◆ Required action: Set down every entry word for word. Omit the pictures.

◆ Source material:
====================

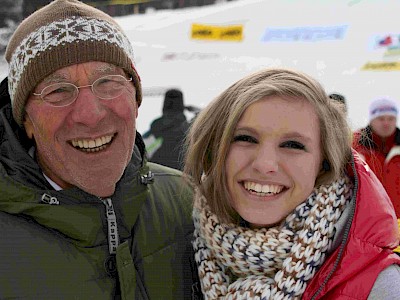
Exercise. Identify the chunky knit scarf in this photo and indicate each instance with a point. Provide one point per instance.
(269, 263)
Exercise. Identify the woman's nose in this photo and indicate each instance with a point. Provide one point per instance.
(266, 160)
(88, 108)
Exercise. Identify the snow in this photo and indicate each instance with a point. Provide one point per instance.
(166, 56)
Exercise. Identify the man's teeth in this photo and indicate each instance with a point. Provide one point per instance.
(263, 189)
(92, 145)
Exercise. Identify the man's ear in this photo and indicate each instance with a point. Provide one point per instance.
(28, 125)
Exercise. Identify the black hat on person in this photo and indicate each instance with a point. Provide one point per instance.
(173, 101)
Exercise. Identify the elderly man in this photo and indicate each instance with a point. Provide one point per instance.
(379, 144)
(82, 214)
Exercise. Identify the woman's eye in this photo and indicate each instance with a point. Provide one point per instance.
(244, 138)
(293, 145)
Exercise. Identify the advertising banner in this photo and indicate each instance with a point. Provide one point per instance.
(217, 33)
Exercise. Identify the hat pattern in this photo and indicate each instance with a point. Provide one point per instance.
(59, 33)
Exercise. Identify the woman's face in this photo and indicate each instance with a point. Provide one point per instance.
(274, 159)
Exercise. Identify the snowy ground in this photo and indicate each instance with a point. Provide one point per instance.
(166, 56)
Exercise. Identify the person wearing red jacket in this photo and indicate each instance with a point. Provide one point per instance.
(284, 208)
(379, 145)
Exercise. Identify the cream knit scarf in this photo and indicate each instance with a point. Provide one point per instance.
(268, 263)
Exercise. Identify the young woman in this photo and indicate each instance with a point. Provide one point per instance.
(284, 209)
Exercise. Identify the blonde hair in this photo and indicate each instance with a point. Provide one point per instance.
(210, 135)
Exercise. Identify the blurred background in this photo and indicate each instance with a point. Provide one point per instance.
(202, 46)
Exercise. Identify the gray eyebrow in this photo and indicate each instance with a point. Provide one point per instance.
(62, 77)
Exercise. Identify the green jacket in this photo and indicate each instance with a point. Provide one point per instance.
(54, 244)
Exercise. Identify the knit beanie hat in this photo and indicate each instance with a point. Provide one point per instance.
(173, 101)
(382, 107)
(60, 34)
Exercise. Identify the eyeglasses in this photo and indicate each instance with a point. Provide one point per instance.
(65, 93)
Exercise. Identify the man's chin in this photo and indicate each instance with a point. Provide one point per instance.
(99, 191)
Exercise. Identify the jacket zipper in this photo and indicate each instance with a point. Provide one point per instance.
(113, 237)
(345, 235)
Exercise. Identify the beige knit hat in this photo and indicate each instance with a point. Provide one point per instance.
(63, 33)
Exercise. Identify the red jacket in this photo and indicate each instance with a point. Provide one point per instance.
(366, 248)
(383, 157)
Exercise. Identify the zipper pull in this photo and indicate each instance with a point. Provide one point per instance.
(113, 238)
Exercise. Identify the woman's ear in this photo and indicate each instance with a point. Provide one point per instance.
(28, 125)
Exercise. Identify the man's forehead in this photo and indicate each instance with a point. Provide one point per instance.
(92, 69)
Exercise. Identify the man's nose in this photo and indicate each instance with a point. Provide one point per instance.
(266, 160)
(88, 108)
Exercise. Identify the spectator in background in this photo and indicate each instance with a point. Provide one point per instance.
(166, 135)
(82, 213)
(379, 144)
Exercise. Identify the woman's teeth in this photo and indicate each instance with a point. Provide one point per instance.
(263, 190)
(92, 145)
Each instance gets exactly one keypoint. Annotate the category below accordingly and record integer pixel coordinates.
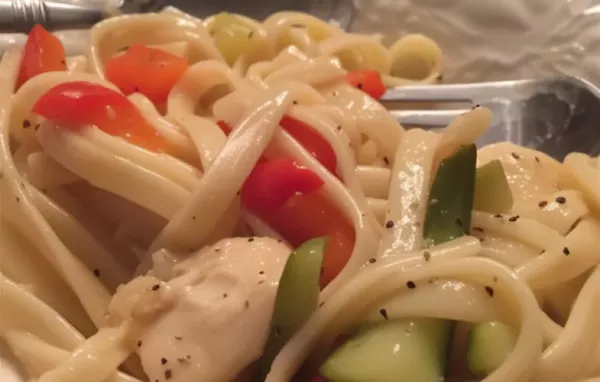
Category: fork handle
(22, 15)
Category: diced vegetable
(313, 215)
(451, 198)
(272, 182)
(368, 81)
(43, 52)
(396, 350)
(78, 104)
(308, 137)
(146, 70)
(303, 216)
(231, 37)
(297, 297)
(312, 141)
(492, 192)
(488, 346)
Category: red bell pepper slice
(368, 81)
(308, 137)
(77, 104)
(273, 182)
(146, 70)
(282, 194)
(43, 52)
(312, 141)
(306, 216)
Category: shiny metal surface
(21, 15)
(555, 116)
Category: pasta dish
(226, 200)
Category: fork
(556, 116)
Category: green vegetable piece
(231, 37)
(492, 192)
(414, 349)
(451, 198)
(395, 350)
(297, 297)
(488, 345)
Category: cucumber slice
(492, 192)
(231, 37)
(408, 349)
(297, 297)
(488, 346)
(451, 198)
(397, 350)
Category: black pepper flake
(383, 313)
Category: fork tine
(451, 92)
(427, 118)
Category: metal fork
(556, 116)
(21, 15)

====================

◆ Task result:
Exercise. Identify the chunky knit scarf in this photo and indicate each instance with a point. Provide one point per instance.
(269, 263)
Exercise. Identify the woman's nose in this photo and indicate each instance with a point. Provide one point per instance.
(266, 160)
(88, 108)
Exercise. Identify the snow in this photo and indicate each instance with a point. Provide one point per instance.
(166, 56)
Exercise. Identify the man's teeth in this photo and indicate each instance with a point. Provide one point per instance.
(263, 189)
(92, 145)
Exercise. Identify the man's ear in this photo and indicate each instance with a point. Provide one point per instance.
(28, 125)
Exercise. Identify the black hat on person in this photo and indicate each instance with a point. Provide one point per instance.
(173, 101)
Exercise. Identify the elderly man in this photo and indicate each instance with a point. Provide one point per instance.
(379, 144)
(82, 214)
Exercise. Identify the woman's eye in this photo and indicate each instance with a point. Provide one point per instance.
(244, 138)
(293, 145)
Exercise. Identify the advertising banner in this photo and indicate each instance with a point. Provide one point per instance.
(217, 33)
Exercise. Identify the hat pattern in this photo and indicate each instance with a point. Provide one point per instance.
(59, 33)
Exercise. Identify the woman's face in this photo and indicate each instance with a point. Provide one point per instance.
(274, 159)
Exercise. Identify the snowy ground in this photo and indicate each instance with a point. Provide one point per instance.
(166, 56)
Exercise. Identify the person wearing red jacket in this photo and indicate each instance with a point. Provide one point per instance.
(284, 208)
(379, 145)
Exercise. Identify the cream knit scarf in this photo and indicate each instance with a point. Provide one point per instance.
(268, 263)
Exercise. Identify the young woman in this photo and indicate each instance with a point. Provide one point per instance.
(284, 209)
Exercise. Identify the blonde hair in this photo and indicate each instance with a point. Provide one point per instance.
(210, 135)
Exercise. Identify the blurred background in this photo and indicate each instance with a point. Provide one point per instance.
(202, 46)
Exercise. Identify the gray eyebrow in this photo and indicate each instance with a point. Provide one point per instance.
(62, 77)
Exercise. Identify the green jacket in this photo and indicate each instance with a point. Provide one point per instance.
(54, 244)
Exercise. Identify the knit beanie hat in this photo and indicate each instance with a point. Provide one point per instance.
(173, 101)
(382, 107)
(60, 34)
Exercise. Identify the eyeglasses in this photo and indicate each instance with a point. Provide one point per instance.
(65, 93)
Exercise. Identify the man's chin in this photo and indicate each instance with a point. Provide one point per instance.
(99, 191)
Exercise. Identify the jacket zipper in this photo and indicate each instance with a point. Provide one point per instance.
(113, 237)
(345, 235)
Exercise. Identify the beige knit hat in this photo and indicate each instance with a point. Provide one point per instance.
(63, 33)
Exercise. Identify the red jacket in this photo and indicate each instance with a point. Provide one point per instance.
(366, 248)
(383, 157)
Exercise. Identify the zipper pull in this photo and indicate each instance with a point. Provide one point per instance.
(113, 238)
Exercise. Identify the woman's ear in this photo and indicate each instance with a point. Provide one point per instance.
(28, 125)
Exercise. Identify the man's forehead in this photo and indicate each instance with a point. Provide one point per instance.
(92, 69)
Exercise. Identify the man's nose in this photo and indicate each instance with a point. Provide one point per instance.
(266, 160)
(88, 108)
Exercise. Identify the spectator in background in this photo and indicate each instance with a point. Provide one point per instance.
(166, 135)
(82, 213)
(379, 144)
Exercise. Identify the woman's teeth in this photo and indicate each instance with a point. Provide one point per instance.
(263, 190)
(92, 145)
Each instance gets exactly one keypoint. Annotate the category below accordingly and record integer pixel coordinates.
Category: fork handle
(22, 15)
Category: diced vegetable
(313, 215)
(451, 198)
(272, 182)
(368, 81)
(43, 52)
(396, 350)
(78, 104)
(308, 137)
(146, 70)
(303, 216)
(231, 37)
(297, 297)
(312, 141)
(492, 192)
(488, 346)
Category: red bell pepper slice
(368, 81)
(308, 137)
(77, 104)
(273, 182)
(146, 70)
(282, 194)
(43, 52)
(312, 141)
(306, 216)
Category: shiny metal surface
(21, 15)
(555, 116)
Category: pasta dish
(226, 200)
Category: fork
(556, 116)
Category: green vegetable piece
(231, 37)
(492, 192)
(414, 349)
(451, 198)
(395, 350)
(297, 297)
(488, 345)
Category: cucumber slice
(492, 192)
(231, 37)
(408, 349)
(297, 297)
(488, 346)
(451, 198)
(397, 350)
Category: black pepper flake
(383, 313)
Category: fork tine
(451, 92)
(427, 118)
Category: metal fork
(556, 116)
(21, 15)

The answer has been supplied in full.